▸ **Task requirements**
Quote every line of the data below word for word, leaving the pictures out of your answer.

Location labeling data
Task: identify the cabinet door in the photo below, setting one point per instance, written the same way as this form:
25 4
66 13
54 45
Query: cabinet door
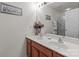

▸ **Answer to this task**
Task: identify the cabinet door in the photo below, setting one point per instance, written the same way as this form:
25 4
66 13
54 45
Query: cabinet door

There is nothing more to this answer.